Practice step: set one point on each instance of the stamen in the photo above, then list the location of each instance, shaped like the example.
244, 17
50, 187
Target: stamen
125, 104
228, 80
--- --- ---
**What to work on:** Please make the answer a complete, exact reproduction of the records.

**Result:**
Practice step: set one point on each instance of the stamen in the photo above, then list the location of each instance, shaped like the example.
244, 17
50, 187
Target: stamen
125, 104
228, 80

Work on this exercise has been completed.